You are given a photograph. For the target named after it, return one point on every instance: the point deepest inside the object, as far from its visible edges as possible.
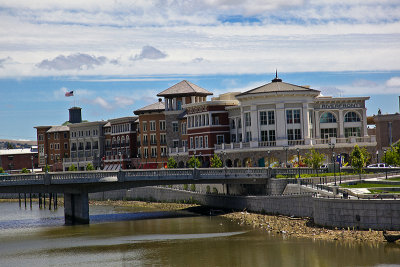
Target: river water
(139, 237)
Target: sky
(117, 55)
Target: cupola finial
(276, 77)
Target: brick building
(120, 143)
(387, 130)
(14, 160)
(152, 136)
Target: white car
(379, 165)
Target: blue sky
(117, 56)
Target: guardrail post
(121, 176)
(196, 174)
(47, 179)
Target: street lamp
(334, 165)
(120, 160)
(45, 157)
(32, 163)
(340, 171)
(384, 151)
(286, 148)
(298, 160)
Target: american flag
(70, 93)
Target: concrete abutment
(76, 208)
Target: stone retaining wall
(362, 214)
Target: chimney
(75, 115)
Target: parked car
(379, 165)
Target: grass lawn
(368, 185)
(378, 191)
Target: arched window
(327, 117)
(351, 117)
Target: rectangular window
(352, 131)
(248, 136)
(153, 140)
(271, 117)
(163, 139)
(271, 135)
(162, 125)
(153, 152)
(328, 132)
(152, 126)
(176, 143)
(292, 116)
(263, 118)
(175, 128)
(247, 119)
(183, 128)
(220, 139)
(289, 116)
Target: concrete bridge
(76, 185)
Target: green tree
(314, 159)
(72, 168)
(359, 157)
(171, 164)
(392, 155)
(194, 162)
(25, 170)
(216, 162)
(89, 167)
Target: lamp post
(298, 160)
(32, 163)
(45, 158)
(334, 169)
(384, 151)
(286, 148)
(340, 171)
(120, 160)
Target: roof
(58, 129)
(158, 106)
(18, 151)
(277, 86)
(184, 88)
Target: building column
(254, 124)
(306, 124)
(341, 124)
(364, 121)
(280, 120)
(317, 130)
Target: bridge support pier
(76, 208)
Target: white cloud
(393, 82)
(149, 52)
(123, 101)
(74, 61)
(102, 103)
(92, 39)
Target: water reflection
(128, 237)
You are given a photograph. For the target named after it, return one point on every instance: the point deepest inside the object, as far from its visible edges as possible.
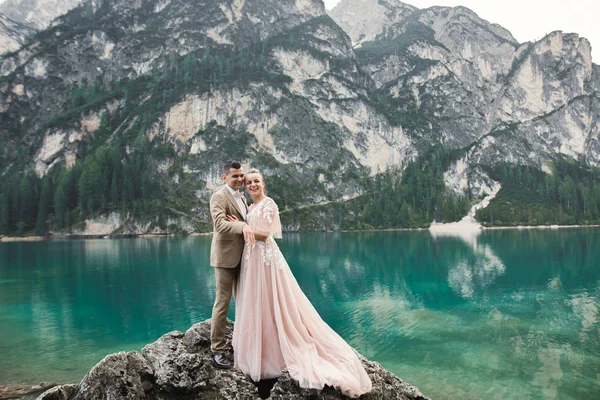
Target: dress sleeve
(268, 218)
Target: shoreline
(453, 225)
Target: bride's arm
(258, 235)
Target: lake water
(506, 314)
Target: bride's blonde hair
(256, 171)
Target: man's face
(234, 179)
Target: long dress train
(276, 326)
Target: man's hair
(231, 164)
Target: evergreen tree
(41, 225)
(60, 206)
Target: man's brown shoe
(221, 362)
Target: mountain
(116, 118)
(37, 13)
(21, 19)
(13, 34)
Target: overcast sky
(530, 20)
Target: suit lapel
(233, 202)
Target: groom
(226, 252)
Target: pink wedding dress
(276, 326)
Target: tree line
(569, 194)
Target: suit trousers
(226, 281)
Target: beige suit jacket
(228, 241)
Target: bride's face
(254, 185)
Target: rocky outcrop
(178, 366)
(38, 13)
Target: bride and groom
(276, 326)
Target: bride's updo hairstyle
(256, 171)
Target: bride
(276, 326)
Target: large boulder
(179, 366)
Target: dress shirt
(238, 200)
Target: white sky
(530, 20)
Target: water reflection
(502, 314)
(478, 270)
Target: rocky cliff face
(21, 19)
(476, 86)
(37, 13)
(323, 104)
(178, 366)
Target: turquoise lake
(507, 314)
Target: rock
(24, 391)
(62, 392)
(179, 366)
(124, 375)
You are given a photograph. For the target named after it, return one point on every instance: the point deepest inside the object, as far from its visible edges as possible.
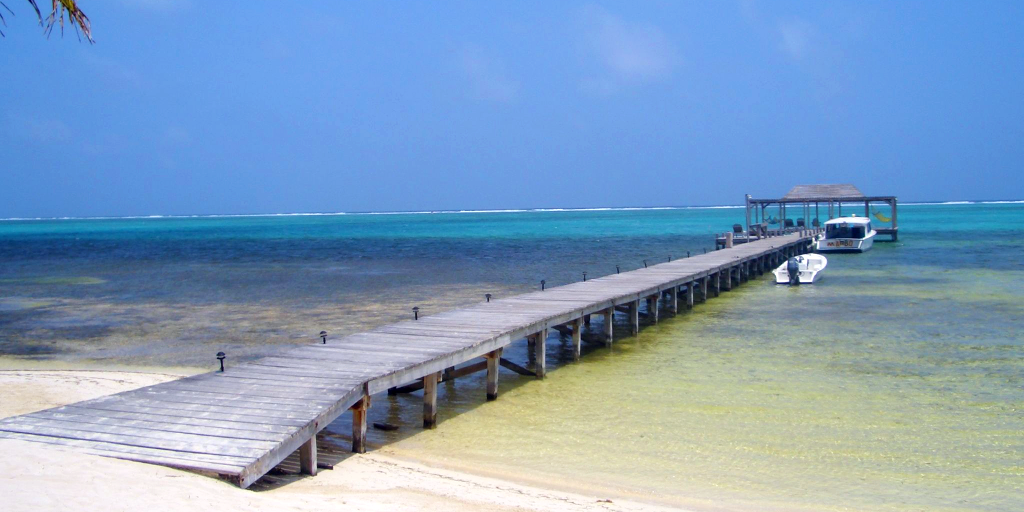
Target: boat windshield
(845, 230)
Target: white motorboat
(803, 269)
(847, 235)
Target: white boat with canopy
(847, 235)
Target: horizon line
(450, 211)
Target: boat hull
(846, 245)
(810, 269)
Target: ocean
(895, 383)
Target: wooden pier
(241, 423)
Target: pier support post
(635, 315)
(609, 325)
(577, 338)
(359, 425)
(307, 456)
(494, 359)
(430, 399)
(540, 347)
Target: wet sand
(38, 477)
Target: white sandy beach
(38, 477)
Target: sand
(38, 477)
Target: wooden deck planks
(244, 421)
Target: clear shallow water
(894, 384)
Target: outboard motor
(793, 268)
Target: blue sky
(184, 107)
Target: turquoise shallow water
(894, 384)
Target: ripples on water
(894, 384)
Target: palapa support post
(430, 399)
(609, 325)
(359, 424)
(540, 351)
(577, 337)
(635, 315)
(494, 359)
(307, 456)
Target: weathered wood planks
(242, 422)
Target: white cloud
(629, 52)
(487, 78)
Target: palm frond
(76, 17)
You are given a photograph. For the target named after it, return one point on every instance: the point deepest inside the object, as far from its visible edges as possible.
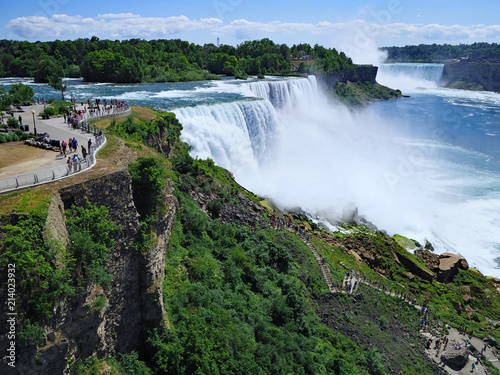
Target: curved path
(57, 129)
(455, 338)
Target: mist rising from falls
(408, 77)
(297, 147)
(302, 150)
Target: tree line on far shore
(436, 53)
(137, 60)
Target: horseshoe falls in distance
(426, 166)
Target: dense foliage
(238, 302)
(358, 93)
(436, 53)
(40, 281)
(138, 60)
(91, 242)
(44, 269)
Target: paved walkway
(57, 129)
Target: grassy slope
(248, 284)
(359, 93)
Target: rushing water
(427, 166)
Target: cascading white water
(302, 150)
(283, 94)
(408, 77)
(236, 135)
(292, 144)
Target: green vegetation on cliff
(240, 296)
(437, 53)
(138, 60)
(358, 93)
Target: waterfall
(235, 135)
(283, 94)
(238, 135)
(410, 76)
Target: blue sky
(354, 26)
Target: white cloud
(123, 25)
(430, 31)
(118, 15)
(129, 25)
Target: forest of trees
(137, 60)
(436, 53)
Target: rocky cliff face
(366, 73)
(133, 303)
(486, 75)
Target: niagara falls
(425, 166)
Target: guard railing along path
(39, 177)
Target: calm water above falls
(427, 166)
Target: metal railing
(30, 179)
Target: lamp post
(34, 122)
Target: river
(427, 166)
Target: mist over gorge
(394, 160)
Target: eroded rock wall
(134, 301)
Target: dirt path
(17, 158)
(456, 340)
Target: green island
(154, 262)
(136, 60)
(442, 53)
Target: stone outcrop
(486, 75)
(133, 304)
(362, 73)
(238, 210)
(445, 266)
(457, 358)
(414, 268)
(449, 264)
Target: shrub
(148, 180)
(48, 111)
(31, 332)
(12, 122)
(91, 241)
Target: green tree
(148, 180)
(46, 69)
(5, 99)
(56, 82)
(21, 93)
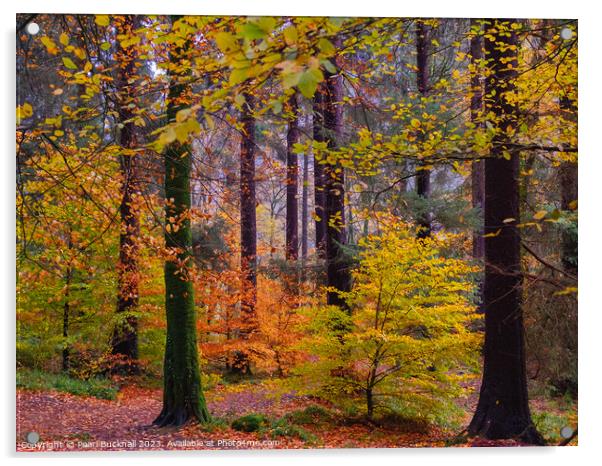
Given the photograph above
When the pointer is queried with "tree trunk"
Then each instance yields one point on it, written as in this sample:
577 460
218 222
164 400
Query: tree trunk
292 183
338 267
183 398
423 178
124 341
304 208
248 230
568 173
478 166
319 194
503 407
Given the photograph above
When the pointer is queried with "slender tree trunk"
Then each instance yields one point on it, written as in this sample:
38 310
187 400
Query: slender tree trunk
319 193
248 230
304 208
338 267
423 178
183 398
125 335
478 166
568 191
503 407
292 183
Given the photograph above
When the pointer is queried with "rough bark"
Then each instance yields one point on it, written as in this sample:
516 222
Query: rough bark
183 398
248 230
338 268
423 178
319 194
304 208
478 166
124 342
292 183
503 407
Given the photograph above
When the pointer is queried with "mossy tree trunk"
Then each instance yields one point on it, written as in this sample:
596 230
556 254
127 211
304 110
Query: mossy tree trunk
183 399
124 341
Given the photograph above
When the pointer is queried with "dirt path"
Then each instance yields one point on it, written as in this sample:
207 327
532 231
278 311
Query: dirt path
++++++++
TASK DIRECTIONS – Repeat the records above exactly, leaving out the pictures.

RESPONSE FOR THIS EXERCISE –
You are given a photograph. For the target named after it, return one point on every instance: the point deepest inside the object, as far from its visible edges as possible.
Target: river water
(139, 237)
Target: sky
(117, 55)
Target: cupola finial
(276, 77)
Target: brick building
(120, 143)
(387, 130)
(14, 160)
(152, 136)
Target: white car
(379, 165)
Target: blue sky
(117, 56)
Target: guardrail post
(121, 176)
(196, 174)
(47, 179)
Target: street lamp
(334, 165)
(120, 160)
(45, 157)
(32, 163)
(340, 171)
(384, 151)
(286, 148)
(298, 160)
Target: american flag
(70, 93)
Target: concrete abutment
(76, 208)
Target: stone retaining wall
(362, 214)
Target: chimney
(75, 115)
Target: parked car
(379, 165)
Target: grass lawn
(368, 185)
(378, 191)
Target: arched window
(327, 117)
(351, 117)
Target: rectangular window
(352, 131)
(248, 136)
(153, 140)
(271, 117)
(163, 139)
(271, 135)
(162, 125)
(153, 152)
(328, 132)
(152, 126)
(176, 143)
(292, 116)
(263, 118)
(175, 128)
(247, 119)
(183, 128)
(220, 139)
(289, 116)
Target: concrete bridge
(76, 185)
Target: green tree
(314, 159)
(72, 168)
(359, 157)
(171, 164)
(392, 155)
(194, 162)
(25, 170)
(216, 162)
(89, 167)
Target: lamp post
(298, 160)
(32, 163)
(45, 158)
(334, 169)
(384, 151)
(286, 148)
(340, 171)
(120, 160)
Target: roof
(58, 129)
(158, 106)
(18, 151)
(277, 86)
(184, 88)
Target: building column
(254, 124)
(306, 124)
(341, 124)
(364, 121)
(280, 120)
(317, 130)
Target: bridge support pier
(76, 208)
Target: white cloud
(393, 82)
(149, 52)
(123, 101)
(74, 61)
(102, 103)
(92, 39)
Target: water reflection
(128, 237)
You are given a photograph. For the target named after it, return one point on every instance: the point deepest inside the object, as far from its visible edges as possible.
Target: dress sleeve
(268, 218)
Target: shoreline
(453, 225)
Target: bride's arm
(258, 235)
Target: lake water
(506, 314)
Target: bride's blonde hair
(256, 171)
Target: man's face
(234, 179)
Target: long dress train
(276, 326)
Target: man's hair
(231, 164)
Target: evergreen tree
(41, 225)
(60, 206)
Target: man's brown shoe
(221, 362)
Target: mountain
(116, 118)
(37, 13)
(21, 19)
(13, 34)
Target: overcast sky
(530, 20)
Target: suit lapel
(233, 202)
Target: groom
(226, 252)
Target: pink wedding dress
(276, 326)
Target: tree line
(569, 194)
Target: suit trousers
(226, 281)
Target: beige suit jacket
(228, 241)
Target: bride's face
(254, 185)
Target: rocky outcrop
(178, 366)
(38, 13)
Target: bride and groom
(276, 326)
Target: bride's updo hairstyle
(256, 171)
Target: bride
(276, 326)
Target: large boulder
(179, 366)
Target: dress shirt
(238, 200)
Target: white sky
(530, 20)
Target: water reflection
(502, 314)
(478, 270)
Target: rocky cliff face
(21, 19)
(476, 86)
(37, 13)
(323, 104)
(178, 366)
Target: turquoise lake
(507, 314)
Target: rock
(24, 391)
(62, 392)
(179, 366)
(124, 375)
You are given a photograph. For the target named after it, return one point on every instance: the point deepest inside the object, as far from its visible edges as possible.
Target: boat windshield
(845, 230)
Target: white motorboat
(803, 269)
(847, 235)
Target: white boat with canopy
(847, 235)
Target: horizon line
(450, 211)
Target: boat hull
(846, 245)
(810, 269)
Target: ocean
(895, 383)
Target: wooden pier
(241, 423)
Target: pier support post
(635, 315)
(609, 325)
(577, 338)
(359, 425)
(307, 456)
(494, 359)
(430, 399)
(540, 347)
Target: wet sand
(38, 477)
Target: white sandy beach
(38, 477)
Target: sand
(38, 477)
Target: wooden deck planks
(244, 421)
Target: clear shallow water
(894, 384)
Target: outboard motor
(793, 268)
Target: blue sky
(184, 107)
Target: turquoise shallow water
(894, 384)
Target: ripples on water
(894, 384)
Target: palapa support post
(430, 399)
(609, 325)
(359, 424)
(540, 351)
(577, 337)
(635, 315)
(494, 359)
(307, 456)
Target: weathered wood planks
(242, 422)
Target: white cloud
(629, 52)
(487, 78)
Target: palm frond
(76, 17)
You are given a photograph. For the target named after it, return one point on every instance: the point deepest inside the object, as far from its visible edges as possible.
Target: curved path
(57, 129)
(455, 338)
Target: mist rising from falls
(408, 77)
(297, 147)
(302, 150)
Target: tree line on far shore
(436, 53)
(137, 60)
Target: horseshoe falls in distance
(426, 166)
Target: dense foliage
(238, 302)
(358, 93)
(436, 53)
(40, 281)
(138, 60)
(91, 242)
(44, 269)
Target: paved walkway
(57, 129)
Target: grassy slope
(248, 284)
(359, 93)
Target: rushing water
(427, 166)
Target: cascading white water
(302, 150)
(283, 94)
(408, 77)
(236, 135)
(292, 144)
Target: green vegetation on cliff
(240, 296)
(437, 53)
(138, 60)
(358, 93)
Target: waterfall
(235, 135)
(283, 94)
(238, 135)
(410, 76)
Target: blue sky
(354, 26)
Target: white cloud
(123, 25)
(430, 31)
(118, 15)
(129, 25)
Target: forest of trees
(137, 60)
(436, 53)
Target: rocky cliff face
(366, 73)
(133, 303)
(486, 75)
Target: niagara falls
(425, 166)
Target: guard railing along path
(39, 177)
Target: calm water above falls
(427, 166)
Target: metal railing
(30, 179)
Target: lamp post
(34, 122)
Target: river
(427, 166)
Target: mist over gorge
(394, 160)
Target: eroded rock wall
(134, 301)
Target: dirt path
(17, 158)
(456, 340)
Target: green island
(154, 262)
(136, 60)
(442, 53)
Target: stone outcrop
(486, 75)
(133, 304)
(362, 73)
(238, 210)
(445, 266)
(457, 358)
(414, 268)
(449, 264)
Target: shrub
(148, 180)
(48, 111)
(31, 332)
(12, 122)
(91, 241)
Target: green tree
(148, 180)
(46, 69)
(5, 99)
(56, 82)
(21, 93)
Given the photograph above
When the pointer is queried with "tree trunk"
Then each instance yields one point on it, written as in this sample:
577 460
218 222
164 400
Query: tree trunk
292 183
338 267
183 398
423 178
124 341
304 208
248 230
568 173
478 166
319 194
503 407
Given the photograph above
When the pointer is queried with "slender tree trunk"
Then each instance yields one point on it, written as in this sample:
38 310
187 400
Query: slender tree trunk
319 193
248 230
304 208
338 267
423 178
183 398
125 335
478 166
568 191
503 407
292 183
Given the photograph above
When the pointer is queried with "rough bark"
Then each instance yields one point on it, written as in this sample:
516 222
Query: rough bark
183 398
248 230
338 268
423 178
319 194
304 208
478 166
124 342
292 183
503 407
Given the photograph above
When the pointer is queried with "mossy tree trunk"
Then each instance yields one point on it, written as in this sample:
596 230
556 254
127 211
304 110
Query: mossy tree trunk
183 399
124 341
Given the photograph above
When the pointer is queried with "dirt path"
Then each instance yields one point on it, written as in this sample:
207 327
532 231
278 311
Query: dirt path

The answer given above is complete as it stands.